[Requirement] Rewrite every line of the records below as a numbered list, skipping blank lines and leaving the pictures out.

[Provided data]
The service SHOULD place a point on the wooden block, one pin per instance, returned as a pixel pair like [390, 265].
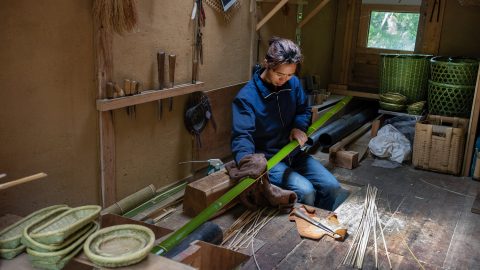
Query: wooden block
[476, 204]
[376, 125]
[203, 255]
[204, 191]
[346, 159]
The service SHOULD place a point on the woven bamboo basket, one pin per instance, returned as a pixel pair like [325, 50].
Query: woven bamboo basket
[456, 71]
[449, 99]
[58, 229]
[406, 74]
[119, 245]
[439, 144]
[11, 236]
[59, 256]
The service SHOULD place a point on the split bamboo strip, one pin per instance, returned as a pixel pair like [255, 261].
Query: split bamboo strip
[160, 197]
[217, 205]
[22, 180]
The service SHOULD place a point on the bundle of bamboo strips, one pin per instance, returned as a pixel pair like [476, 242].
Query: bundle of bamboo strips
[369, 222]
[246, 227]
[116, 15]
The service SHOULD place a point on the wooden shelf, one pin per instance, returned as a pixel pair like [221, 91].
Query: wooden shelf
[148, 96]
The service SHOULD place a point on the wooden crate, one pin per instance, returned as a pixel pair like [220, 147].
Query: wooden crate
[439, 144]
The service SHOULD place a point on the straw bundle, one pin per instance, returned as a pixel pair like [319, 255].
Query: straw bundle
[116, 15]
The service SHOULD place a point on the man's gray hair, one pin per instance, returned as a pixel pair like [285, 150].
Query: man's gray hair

[Full answer]
1. The service SHOULD place a point on the wooden block, one pin per instance, returned as a pixel pair like [390, 265].
2. Query: wooden block
3. [476, 204]
4. [376, 125]
5. [203, 255]
6. [204, 191]
7. [346, 159]
8. The service SHOULD place a point on the woven bamboo basket, one pin per instance, returned as a pixel pair like [325, 50].
9. Query: woven bamboo basket
10. [456, 71]
11. [449, 99]
12. [58, 229]
13. [406, 74]
14. [119, 245]
15. [439, 144]
16. [11, 236]
17. [59, 256]
18. The service SHOULD place a point on the split bamboo strip, one pin per instance, returned as a pixel pair like [255, 261].
19. Query: split bamboo strip
20. [160, 197]
21. [217, 205]
22. [22, 180]
23. The service SHOULD place a point on the bundle of bamboo strips, one pin per instance, returned as a pixel pair like [476, 242].
24. Query: bundle of bamboo strips
25. [369, 222]
26. [246, 227]
27. [116, 15]
28. The service SHOULD place a point on the wooden shelf, one pin per instance, returned as a pixel pair like [221, 91].
29. Query: wooden shelf
30. [148, 96]
31. The service SHOULD place a point on the wooden crate, one pin per instance, returned as a pixel pair like [220, 147].
32. Query: wooden crate
33. [439, 144]
34. The service SHOULD place a point on the straw bundle, one pin per instance, returned as a pixel pair like [319, 255].
35. Query: straw bundle
36. [116, 15]
37. The service SHOULD place a point on the man's gray hair, one pin per instance, returned as a pixel pair like [285, 150].
38. Query: man's gray hair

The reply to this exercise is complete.